- _Written instruction_:
Restate the records below word for word.

- _Record set_:
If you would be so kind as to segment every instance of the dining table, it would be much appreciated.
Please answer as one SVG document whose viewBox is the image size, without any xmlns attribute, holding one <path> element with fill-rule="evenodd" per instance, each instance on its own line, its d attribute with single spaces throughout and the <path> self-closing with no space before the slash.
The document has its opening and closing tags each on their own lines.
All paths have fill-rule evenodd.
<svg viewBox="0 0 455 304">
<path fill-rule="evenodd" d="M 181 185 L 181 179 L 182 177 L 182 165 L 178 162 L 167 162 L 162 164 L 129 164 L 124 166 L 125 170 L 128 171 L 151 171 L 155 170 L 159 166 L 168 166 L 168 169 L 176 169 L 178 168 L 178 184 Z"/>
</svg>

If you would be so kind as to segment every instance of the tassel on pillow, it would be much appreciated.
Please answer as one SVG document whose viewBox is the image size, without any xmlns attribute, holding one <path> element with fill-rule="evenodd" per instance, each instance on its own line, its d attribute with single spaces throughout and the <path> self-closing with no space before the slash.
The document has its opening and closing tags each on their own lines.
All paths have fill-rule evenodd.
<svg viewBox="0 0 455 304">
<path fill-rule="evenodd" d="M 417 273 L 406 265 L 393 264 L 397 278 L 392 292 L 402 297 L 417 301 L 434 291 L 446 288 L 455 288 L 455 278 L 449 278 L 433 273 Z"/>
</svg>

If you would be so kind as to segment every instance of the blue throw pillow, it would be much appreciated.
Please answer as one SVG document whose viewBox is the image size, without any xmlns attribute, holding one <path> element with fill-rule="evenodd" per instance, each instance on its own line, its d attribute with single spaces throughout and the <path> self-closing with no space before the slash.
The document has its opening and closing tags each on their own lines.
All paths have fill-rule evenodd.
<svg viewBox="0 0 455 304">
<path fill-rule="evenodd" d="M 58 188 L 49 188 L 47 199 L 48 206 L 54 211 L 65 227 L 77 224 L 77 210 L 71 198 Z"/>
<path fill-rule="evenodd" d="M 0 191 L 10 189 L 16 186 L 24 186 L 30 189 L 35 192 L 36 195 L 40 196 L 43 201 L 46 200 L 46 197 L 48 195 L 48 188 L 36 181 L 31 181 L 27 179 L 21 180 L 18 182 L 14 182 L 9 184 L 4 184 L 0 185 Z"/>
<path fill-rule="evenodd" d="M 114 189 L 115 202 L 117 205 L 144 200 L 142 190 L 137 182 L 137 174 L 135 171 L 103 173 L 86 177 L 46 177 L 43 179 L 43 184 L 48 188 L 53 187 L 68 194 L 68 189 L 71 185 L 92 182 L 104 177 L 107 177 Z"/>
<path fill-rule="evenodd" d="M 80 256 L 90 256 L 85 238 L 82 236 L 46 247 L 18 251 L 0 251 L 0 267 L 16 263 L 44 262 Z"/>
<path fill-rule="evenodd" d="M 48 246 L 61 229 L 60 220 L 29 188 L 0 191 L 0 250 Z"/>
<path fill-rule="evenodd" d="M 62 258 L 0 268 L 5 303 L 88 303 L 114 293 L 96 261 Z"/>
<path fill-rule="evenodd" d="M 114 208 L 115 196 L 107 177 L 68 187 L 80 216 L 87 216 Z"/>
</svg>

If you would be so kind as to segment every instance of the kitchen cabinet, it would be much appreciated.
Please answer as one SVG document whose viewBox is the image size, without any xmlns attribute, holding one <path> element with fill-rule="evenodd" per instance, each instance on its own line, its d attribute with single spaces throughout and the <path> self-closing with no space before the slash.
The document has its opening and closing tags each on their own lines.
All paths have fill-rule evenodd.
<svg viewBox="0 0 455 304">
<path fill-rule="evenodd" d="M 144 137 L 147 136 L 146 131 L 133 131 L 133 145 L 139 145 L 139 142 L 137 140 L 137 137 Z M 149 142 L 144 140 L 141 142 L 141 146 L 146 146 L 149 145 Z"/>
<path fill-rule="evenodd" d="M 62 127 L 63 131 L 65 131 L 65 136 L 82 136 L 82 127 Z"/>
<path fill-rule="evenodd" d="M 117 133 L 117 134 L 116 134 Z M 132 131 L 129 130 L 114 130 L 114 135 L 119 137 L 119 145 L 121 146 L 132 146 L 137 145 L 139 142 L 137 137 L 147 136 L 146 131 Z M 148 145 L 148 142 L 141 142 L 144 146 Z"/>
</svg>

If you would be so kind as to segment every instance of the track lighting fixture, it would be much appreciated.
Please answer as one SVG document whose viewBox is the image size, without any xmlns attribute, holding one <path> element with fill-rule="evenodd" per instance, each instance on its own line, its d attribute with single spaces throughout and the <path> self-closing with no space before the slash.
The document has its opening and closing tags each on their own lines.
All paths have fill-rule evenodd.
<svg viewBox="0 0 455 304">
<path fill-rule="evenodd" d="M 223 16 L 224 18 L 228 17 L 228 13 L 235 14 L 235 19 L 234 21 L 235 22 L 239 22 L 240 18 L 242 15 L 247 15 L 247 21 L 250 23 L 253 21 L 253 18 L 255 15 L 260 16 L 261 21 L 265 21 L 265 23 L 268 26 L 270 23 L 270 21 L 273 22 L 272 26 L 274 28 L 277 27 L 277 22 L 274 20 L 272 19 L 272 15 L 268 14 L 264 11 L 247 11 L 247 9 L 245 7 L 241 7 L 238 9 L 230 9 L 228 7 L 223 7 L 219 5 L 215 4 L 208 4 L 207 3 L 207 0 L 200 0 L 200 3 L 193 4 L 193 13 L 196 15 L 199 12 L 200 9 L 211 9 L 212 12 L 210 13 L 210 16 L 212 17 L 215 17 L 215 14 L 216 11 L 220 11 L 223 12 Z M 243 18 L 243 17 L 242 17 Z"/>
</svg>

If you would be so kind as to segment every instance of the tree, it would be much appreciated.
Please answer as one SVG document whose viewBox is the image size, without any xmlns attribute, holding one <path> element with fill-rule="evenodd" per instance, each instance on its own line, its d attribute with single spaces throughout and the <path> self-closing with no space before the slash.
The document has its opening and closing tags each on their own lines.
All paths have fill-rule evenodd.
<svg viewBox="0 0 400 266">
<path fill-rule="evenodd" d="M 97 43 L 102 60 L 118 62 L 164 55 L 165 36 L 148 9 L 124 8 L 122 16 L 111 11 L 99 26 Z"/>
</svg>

- _Solved problem_:
If you would be so kind as to segment every instance of the dining table, it would be much appreciated.
Please answer as one SVG document whose viewBox is the image size, without any xmlns attribute, holding one <path> element with fill-rule="evenodd" per instance, each instance on its own line, its d attribute with single spaces throughout and the <path> self-closing with no space before the slash.
The document has its opening and closing tags each on their own lines.
All paths have fill-rule evenodd.
<svg viewBox="0 0 455 304">
<path fill-rule="evenodd" d="M 181 185 L 181 179 L 182 177 L 182 165 L 178 162 L 167 162 L 162 164 L 129 164 L 124 166 L 125 170 L 128 171 L 151 171 L 155 170 L 159 166 L 168 166 L 168 169 L 176 169 L 178 168 L 178 184 Z"/>
</svg>

If you would be so kind as to segment every instance of the tassel on pillow, it would be much appreciated.
Please answer as one SVG document whose viewBox is the image size, without any xmlns attribute, holding one <path> element with fill-rule="evenodd" per instance, each instance on its own line, its d attribute with single spaces throughout and the <path> self-closing with no space before the slash.
The document has its opening and closing tags each on their own lines.
All paths have fill-rule evenodd.
<svg viewBox="0 0 455 304">
<path fill-rule="evenodd" d="M 417 273 L 406 265 L 393 264 L 397 278 L 392 292 L 402 297 L 417 301 L 434 291 L 446 288 L 455 288 L 455 278 L 449 278 L 433 273 Z"/>
</svg>

If you would be so kind as to segment every instance of the blue throw pillow, it would be much appreciated.
Please answer as one SVG document whose viewBox is the image size, without any xmlns attribute, holding one <path> element with fill-rule="evenodd" per instance, each instance on its own line, its d attribute with single spaces throughout and the <path> self-closing with no space before the slash.
The document has its opening and closing tags each on their own lines.
All paths have fill-rule evenodd.
<svg viewBox="0 0 455 304">
<path fill-rule="evenodd" d="M 58 188 L 49 188 L 47 199 L 48 206 L 54 211 L 65 227 L 77 224 L 77 210 L 71 198 Z"/>
<path fill-rule="evenodd" d="M 0 191 L 10 189 L 16 186 L 24 186 L 30 189 L 35 192 L 36 195 L 40 196 L 43 201 L 46 200 L 46 197 L 48 195 L 48 188 L 36 181 L 31 181 L 27 179 L 21 180 L 18 182 L 14 182 L 9 184 L 4 184 L 0 185 Z"/>
<path fill-rule="evenodd" d="M 114 189 L 115 202 L 117 205 L 144 200 L 142 190 L 137 182 L 137 174 L 135 171 L 103 173 L 86 177 L 46 177 L 43 179 L 43 184 L 48 188 L 53 187 L 68 194 L 68 189 L 71 185 L 92 182 L 104 177 L 107 177 Z"/>
<path fill-rule="evenodd" d="M 80 256 L 90 256 L 85 238 L 82 236 L 46 247 L 18 251 L 0 251 L 0 267 L 16 263 L 44 262 Z"/>
<path fill-rule="evenodd" d="M 48 246 L 61 229 L 60 220 L 29 188 L 0 191 L 0 250 Z"/>
<path fill-rule="evenodd" d="M 62 258 L 0 268 L 5 303 L 88 303 L 114 293 L 96 261 Z"/>
<path fill-rule="evenodd" d="M 114 208 L 115 196 L 107 177 L 68 187 L 80 216 L 87 216 Z"/>
</svg>

If you would be so kind as to segment every instance of the kitchen cabinet, it would be much appreciated.
Please answer as one SVG document whose viewBox is the image size, without any xmlns attribute, holding one <path> element with fill-rule="evenodd" per instance, each instance on its own line, its d attribute with single spaces throughout and the <path> self-closing with no space before the slash.
The document has its opening and closing tags each on their own lines.
All paths have fill-rule evenodd.
<svg viewBox="0 0 455 304">
<path fill-rule="evenodd" d="M 144 137 L 147 136 L 146 131 L 133 131 L 133 145 L 139 145 L 139 142 L 137 140 L 137 137 Z M 149 142 L 144 140 L 141 142 L 141 146 L 146 146 L 149 145 Z"/>
<path fill-rule="evenodd" d="M 62 127 L 63 131 L 65 131 L 65 136 L 82 136 L 82 127 Z"/>
<path fill-rule="evenodd" d="M 117 133 L 117 134 L 116 134 Z M 132 131 L 129 130 L 114 130 L 114 135 L 119 137 L 119 145 L 121 146 L 132 146 L 137 145 L 139 142 L 137 137 L 147 136 L 146 131 Z M 148 145 L 148 142 L 141 142 L 144 146 Z"/>
</svg>

If you would be so kind as to segment every instance of the track lighting fixture, it would be much appreciated.
Please answer as one SVG document whose viewBox is the image size, without any xmlns attribute, holding one <path> element with fill-rule="evenodd" per instance, each instance on its own line, its d attribute with single spaces throughout and the <path> self-closing with no space before the slash.
The document has its opening and closing tags each on their own lines.
All paths have fill-rule evenodd.
<svg viewBox="0 0 455 304">
<path fill-rule="evenodd" d="M 223 16 L 224 18 L 228 17 L 228 13 L 235 14 L 235 19 L 234 21 L 235 22 L 239 22 L 240 18 L 242 15 L 247 15 L 247 21 L 250 23 L 253 21 L 253 18 L 255 15 L 260 16 L 261 21 L 265 21 L 265 23 L 268 26 L 270 23 L 270 21 L 273 22 L 272 26 L 274 28 L 277 27 L 277 22 L 274 20 L 272 19 L 272 15 L 268 14 L 264 11 L 247 11 L 247 9 L 245 7 L 241 7 L 238 9 L 230 9 L 228 7 L 223 7 L 219 5 L 215 4 L 208 4 L 207 3 L 207 0 L 200 0 L 200 3 L 193 4 L 193 13 L 196 15 L 199 12 L 200 9 L 211 9 L 212 12 L 210 13 L 210 16 L 212 17 L 215 17 L 215 14 L 216 11 L 220 11 L 223 12 Z M 243 18 L 243 17 L 242 17 Z"/>
</svg>

If you would be so kind as to segment every instance of the tree, it would be much appreciated.
Please answer as one SVG document whose viewBox is the image size, without any xmlns attribute, holding one <path> element with fill-rule="evenodd" per instance, each instance on its own line, its d attribute with single spaces throughout and the <path> self-closing with no space before the slash.
The document has its opening and closing tags each on their own lines.
All paths have fill-rule evenodd.
<svg viewBox="0 0 400 266">
<path fill-rule="evenodd" d="M 97 43 L 102 60 L 118 62 L 164 55 L 165 36 L 148 9 L 124 8 L 122 16 L 111 11 L 99 26 Z"/>
</svg>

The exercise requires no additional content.